(Dataset excerpts on object pointing)
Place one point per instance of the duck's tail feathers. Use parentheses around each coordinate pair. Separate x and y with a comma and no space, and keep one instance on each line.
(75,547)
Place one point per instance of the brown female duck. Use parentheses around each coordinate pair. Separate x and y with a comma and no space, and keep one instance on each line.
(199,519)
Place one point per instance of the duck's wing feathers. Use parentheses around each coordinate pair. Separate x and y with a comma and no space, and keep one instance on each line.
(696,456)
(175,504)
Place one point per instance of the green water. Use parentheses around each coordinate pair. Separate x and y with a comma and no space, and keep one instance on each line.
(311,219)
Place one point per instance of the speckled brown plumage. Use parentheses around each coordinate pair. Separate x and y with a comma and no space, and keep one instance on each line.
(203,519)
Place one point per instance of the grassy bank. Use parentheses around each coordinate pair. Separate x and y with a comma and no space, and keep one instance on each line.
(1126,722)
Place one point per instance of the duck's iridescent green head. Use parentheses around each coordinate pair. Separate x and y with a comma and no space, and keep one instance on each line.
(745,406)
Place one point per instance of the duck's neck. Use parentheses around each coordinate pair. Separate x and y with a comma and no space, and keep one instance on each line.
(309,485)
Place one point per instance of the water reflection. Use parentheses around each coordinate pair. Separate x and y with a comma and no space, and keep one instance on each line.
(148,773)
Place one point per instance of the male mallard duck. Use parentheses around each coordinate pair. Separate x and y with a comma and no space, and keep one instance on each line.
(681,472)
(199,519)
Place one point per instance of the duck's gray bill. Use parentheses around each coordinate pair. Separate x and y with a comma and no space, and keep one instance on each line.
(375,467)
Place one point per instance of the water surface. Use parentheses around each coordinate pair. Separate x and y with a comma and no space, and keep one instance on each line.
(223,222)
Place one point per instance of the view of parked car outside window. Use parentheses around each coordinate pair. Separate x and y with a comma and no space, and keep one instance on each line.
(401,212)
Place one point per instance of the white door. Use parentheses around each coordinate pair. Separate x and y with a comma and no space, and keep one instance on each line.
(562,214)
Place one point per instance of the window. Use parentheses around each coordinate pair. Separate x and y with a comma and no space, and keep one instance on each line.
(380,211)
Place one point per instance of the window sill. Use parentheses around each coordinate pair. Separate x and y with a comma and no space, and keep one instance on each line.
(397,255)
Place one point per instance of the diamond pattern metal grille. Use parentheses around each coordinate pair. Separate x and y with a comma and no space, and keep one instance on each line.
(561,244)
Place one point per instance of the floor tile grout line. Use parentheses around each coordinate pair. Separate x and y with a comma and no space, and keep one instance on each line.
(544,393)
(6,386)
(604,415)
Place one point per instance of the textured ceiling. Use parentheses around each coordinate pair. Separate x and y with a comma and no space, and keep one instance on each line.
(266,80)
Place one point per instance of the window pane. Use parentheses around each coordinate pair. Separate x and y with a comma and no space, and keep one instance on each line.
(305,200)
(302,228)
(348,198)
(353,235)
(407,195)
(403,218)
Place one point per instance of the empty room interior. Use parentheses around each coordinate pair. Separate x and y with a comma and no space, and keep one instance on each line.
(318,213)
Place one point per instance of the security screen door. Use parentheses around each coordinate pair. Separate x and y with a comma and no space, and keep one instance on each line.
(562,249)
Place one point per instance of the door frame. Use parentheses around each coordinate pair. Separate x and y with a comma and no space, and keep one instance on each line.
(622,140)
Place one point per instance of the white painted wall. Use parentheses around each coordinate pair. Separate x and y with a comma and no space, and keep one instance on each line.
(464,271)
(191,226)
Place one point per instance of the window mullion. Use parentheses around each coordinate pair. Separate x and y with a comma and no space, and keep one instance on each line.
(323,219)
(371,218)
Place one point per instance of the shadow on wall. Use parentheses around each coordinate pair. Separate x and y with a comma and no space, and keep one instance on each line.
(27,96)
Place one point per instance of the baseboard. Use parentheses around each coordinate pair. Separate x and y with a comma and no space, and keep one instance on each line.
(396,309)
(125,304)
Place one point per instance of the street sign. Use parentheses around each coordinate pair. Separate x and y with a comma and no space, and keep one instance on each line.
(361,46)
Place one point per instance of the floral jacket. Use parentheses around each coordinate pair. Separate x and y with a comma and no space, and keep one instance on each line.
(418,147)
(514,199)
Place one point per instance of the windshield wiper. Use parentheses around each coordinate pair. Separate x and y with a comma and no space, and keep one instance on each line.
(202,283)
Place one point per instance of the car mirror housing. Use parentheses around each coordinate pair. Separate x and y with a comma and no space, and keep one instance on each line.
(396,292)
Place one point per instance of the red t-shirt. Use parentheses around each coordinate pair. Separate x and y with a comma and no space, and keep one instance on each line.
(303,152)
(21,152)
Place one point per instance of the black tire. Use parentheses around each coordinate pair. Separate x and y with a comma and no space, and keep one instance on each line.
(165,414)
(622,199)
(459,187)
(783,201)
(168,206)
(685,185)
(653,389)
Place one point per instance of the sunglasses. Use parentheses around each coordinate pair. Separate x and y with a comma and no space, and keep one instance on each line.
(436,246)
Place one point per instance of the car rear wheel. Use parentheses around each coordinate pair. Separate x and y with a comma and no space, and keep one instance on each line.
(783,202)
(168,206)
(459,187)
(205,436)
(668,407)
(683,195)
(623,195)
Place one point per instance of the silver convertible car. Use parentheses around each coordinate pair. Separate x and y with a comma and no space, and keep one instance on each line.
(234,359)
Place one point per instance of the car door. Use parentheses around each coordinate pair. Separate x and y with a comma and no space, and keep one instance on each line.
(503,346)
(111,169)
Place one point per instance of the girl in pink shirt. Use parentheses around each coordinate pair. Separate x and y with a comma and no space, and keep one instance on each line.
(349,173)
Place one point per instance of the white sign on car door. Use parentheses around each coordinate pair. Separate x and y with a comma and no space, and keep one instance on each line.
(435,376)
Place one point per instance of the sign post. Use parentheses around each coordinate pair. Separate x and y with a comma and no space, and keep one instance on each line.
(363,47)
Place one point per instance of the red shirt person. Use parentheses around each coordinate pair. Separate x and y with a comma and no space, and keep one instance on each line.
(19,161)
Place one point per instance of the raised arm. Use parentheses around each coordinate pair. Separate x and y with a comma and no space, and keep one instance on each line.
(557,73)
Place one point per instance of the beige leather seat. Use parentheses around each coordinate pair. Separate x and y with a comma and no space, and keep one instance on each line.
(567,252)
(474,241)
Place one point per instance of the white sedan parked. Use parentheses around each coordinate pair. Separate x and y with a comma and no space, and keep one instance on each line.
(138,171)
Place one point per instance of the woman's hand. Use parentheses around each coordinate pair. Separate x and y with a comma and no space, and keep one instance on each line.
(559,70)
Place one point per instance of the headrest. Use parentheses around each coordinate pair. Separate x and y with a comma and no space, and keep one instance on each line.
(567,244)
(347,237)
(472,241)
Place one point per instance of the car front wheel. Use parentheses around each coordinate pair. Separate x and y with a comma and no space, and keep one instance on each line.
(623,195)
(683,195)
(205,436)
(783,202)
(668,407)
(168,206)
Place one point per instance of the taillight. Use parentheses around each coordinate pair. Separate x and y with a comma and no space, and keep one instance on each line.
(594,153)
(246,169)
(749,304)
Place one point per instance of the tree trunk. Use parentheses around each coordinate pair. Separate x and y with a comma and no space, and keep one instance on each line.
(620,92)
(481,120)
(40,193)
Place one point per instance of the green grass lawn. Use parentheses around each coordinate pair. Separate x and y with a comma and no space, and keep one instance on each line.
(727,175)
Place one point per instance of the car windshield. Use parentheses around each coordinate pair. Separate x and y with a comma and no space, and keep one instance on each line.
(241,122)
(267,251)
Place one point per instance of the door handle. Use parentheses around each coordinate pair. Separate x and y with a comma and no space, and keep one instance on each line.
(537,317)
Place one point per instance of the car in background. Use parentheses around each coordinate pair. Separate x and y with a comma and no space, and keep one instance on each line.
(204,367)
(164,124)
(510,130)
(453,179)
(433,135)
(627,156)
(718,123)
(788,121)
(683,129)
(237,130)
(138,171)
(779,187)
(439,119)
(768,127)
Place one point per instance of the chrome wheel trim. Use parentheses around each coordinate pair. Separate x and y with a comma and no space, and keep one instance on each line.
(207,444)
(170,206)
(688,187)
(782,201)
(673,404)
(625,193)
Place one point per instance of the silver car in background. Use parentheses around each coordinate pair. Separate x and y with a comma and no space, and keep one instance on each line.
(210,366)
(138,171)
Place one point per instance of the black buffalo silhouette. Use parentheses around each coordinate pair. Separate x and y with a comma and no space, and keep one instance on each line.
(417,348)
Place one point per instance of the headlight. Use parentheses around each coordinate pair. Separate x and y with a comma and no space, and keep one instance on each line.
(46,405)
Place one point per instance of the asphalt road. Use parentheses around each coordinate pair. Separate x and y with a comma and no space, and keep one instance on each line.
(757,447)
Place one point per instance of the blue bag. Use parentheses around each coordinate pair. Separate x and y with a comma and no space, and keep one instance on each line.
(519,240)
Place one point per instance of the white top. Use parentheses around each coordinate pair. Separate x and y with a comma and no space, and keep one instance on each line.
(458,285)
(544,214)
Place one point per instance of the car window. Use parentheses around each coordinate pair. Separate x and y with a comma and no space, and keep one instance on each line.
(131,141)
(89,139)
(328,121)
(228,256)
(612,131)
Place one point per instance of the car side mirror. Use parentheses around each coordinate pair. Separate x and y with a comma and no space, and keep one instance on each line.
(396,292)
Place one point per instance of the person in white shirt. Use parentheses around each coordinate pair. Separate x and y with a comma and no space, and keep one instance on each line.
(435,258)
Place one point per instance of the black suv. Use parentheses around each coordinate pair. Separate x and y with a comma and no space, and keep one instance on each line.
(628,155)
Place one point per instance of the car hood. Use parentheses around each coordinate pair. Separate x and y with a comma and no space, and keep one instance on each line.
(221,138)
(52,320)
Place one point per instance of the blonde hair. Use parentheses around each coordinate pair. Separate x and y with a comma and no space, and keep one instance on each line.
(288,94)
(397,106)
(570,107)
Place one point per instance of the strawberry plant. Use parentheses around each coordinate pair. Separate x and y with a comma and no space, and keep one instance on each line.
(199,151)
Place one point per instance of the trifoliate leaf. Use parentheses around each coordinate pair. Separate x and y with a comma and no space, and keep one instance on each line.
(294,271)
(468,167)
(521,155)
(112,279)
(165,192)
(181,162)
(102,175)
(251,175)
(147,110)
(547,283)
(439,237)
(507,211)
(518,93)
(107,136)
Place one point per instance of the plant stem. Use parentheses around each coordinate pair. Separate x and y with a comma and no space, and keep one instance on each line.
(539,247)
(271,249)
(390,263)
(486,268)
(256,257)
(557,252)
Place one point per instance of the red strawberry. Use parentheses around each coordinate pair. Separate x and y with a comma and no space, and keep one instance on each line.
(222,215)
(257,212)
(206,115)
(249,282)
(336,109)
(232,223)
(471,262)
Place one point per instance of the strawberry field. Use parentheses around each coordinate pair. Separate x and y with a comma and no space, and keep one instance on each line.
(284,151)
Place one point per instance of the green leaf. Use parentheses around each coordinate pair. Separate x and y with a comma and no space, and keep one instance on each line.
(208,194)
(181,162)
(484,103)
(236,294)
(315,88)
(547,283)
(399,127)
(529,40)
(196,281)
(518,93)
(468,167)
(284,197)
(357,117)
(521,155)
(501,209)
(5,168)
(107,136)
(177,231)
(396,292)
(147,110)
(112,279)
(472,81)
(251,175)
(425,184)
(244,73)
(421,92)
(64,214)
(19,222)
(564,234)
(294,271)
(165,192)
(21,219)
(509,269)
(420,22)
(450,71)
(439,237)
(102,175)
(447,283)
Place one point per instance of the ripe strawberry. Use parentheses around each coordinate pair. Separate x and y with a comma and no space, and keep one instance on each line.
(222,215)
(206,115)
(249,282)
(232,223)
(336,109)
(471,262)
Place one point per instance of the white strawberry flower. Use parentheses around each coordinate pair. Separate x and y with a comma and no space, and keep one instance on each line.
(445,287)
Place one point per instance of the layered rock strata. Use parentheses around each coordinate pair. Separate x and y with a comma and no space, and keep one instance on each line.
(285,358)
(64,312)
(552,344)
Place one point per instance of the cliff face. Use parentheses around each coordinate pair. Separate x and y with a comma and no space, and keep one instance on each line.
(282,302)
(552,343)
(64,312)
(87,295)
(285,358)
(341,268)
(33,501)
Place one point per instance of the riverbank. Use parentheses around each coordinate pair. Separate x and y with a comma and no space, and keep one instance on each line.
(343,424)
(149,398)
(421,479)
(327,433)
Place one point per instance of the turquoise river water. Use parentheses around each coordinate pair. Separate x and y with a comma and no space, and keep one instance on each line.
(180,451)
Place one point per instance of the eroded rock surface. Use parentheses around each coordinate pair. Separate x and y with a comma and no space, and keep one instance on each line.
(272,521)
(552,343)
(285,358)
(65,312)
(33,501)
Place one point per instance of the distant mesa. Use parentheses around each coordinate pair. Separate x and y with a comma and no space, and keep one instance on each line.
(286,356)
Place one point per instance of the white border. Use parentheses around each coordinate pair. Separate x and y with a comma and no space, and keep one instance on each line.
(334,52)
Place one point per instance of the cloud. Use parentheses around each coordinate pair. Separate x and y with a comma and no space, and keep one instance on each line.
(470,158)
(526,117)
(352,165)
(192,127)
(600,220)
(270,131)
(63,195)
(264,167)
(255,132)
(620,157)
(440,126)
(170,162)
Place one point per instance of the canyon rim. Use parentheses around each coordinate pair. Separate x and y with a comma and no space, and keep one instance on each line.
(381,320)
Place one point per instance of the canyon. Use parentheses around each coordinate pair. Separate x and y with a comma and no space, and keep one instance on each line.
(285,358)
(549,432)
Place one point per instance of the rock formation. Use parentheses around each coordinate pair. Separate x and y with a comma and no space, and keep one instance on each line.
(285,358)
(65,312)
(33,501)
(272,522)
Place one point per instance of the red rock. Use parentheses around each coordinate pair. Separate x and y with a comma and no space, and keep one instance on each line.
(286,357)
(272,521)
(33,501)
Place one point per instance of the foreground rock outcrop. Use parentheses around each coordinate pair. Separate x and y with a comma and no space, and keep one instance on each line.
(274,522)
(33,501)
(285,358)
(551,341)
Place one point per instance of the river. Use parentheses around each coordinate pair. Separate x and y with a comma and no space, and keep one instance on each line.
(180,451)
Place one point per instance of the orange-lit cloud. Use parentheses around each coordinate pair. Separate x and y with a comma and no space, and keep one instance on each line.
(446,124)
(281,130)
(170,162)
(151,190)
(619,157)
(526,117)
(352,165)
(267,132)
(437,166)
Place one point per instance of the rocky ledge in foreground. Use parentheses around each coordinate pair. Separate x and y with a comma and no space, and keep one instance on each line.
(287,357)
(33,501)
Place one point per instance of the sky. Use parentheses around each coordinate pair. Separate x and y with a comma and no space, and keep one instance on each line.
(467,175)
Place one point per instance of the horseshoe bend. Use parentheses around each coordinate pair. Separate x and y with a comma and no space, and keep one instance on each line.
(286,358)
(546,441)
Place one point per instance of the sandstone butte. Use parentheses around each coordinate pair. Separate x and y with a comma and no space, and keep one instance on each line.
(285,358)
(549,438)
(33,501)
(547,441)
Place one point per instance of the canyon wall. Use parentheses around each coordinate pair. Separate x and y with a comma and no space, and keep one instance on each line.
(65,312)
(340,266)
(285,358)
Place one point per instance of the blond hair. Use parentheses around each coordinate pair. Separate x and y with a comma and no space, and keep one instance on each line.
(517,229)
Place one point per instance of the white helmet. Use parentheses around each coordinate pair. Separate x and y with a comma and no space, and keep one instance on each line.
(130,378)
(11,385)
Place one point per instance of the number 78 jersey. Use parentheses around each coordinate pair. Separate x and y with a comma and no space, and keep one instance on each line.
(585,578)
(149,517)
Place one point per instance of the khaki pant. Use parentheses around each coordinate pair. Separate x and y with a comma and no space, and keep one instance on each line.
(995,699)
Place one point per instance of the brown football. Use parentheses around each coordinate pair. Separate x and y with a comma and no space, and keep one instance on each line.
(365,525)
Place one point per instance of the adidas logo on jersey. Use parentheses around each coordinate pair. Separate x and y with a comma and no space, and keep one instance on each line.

Stated task:
Every line from the one holding "Place one point per instance of the rocky" through the final line of the listing must be echoed exactly; leave out all other lines.

Response to the task:
Place one point per instance of the rocky ledge in foreground. Use parentheses around each coordinate pair. Separate x and y with a comma and no space, and keep one instance on each line.
(287,357)
(33,501)
Place one point per instance of the sky. Use parentheses around each coordinate pair. Separate x and y with a comma and no space, and keep one instance on each line.
(467,175)
Place one point per instance of the horseshoe bend. Use parentheses around each coordinate pair. Separate x and y with a comma and no space, and keep one instance on each line.
(286,358)
(546,441)
Place one point per instance of the sandstone butte. Use parentheses around each coordinate pair. Separate x and y with a comma and no space, and keep one instance on each line.
(285,358)
(549,438)
(33,501)
(547,441)
Place one point per instance of the canyon wall. Use parentheses around each coordinate pair. Separate x and y with a comma and no space, and keep one instance on each line.
(65,312)
(340,266)
(285,358)
Place one point per instance of the blond hair. Use parentheses around each coordinate pair. Separate x and y with a comma and no space, and keep one instance on each line.
(517,229)
Place one point per instance of the white helmet. Use parentheses around each coordinate pair. Separate x and y with a comma and no space, and keep one instance on each line.
(130,378)
(11,385)
Place one point per instance of the number 78 jersey. Use parentheses around each coordinate pair. Separate x and y with a comma and no space, and keep one instance on each line.
(585,578)
(149,517)
Place one point per instance of the khaki pant. Use parentheses around each coordinate pair. Separate x and y with a comma and no space, and keep one instance on each line.
(995,699)
Place one point per instance of the brown football. Use parentheses around each coordinate pair. Separate x and y with a comma and no space, and keep one instance on each line.
(365,525)
Place one point per instance of the adidas logo on jersey. Use parentheses around each coordinate pair. Separate x and y with a comma and no space, and keep one instance on each line.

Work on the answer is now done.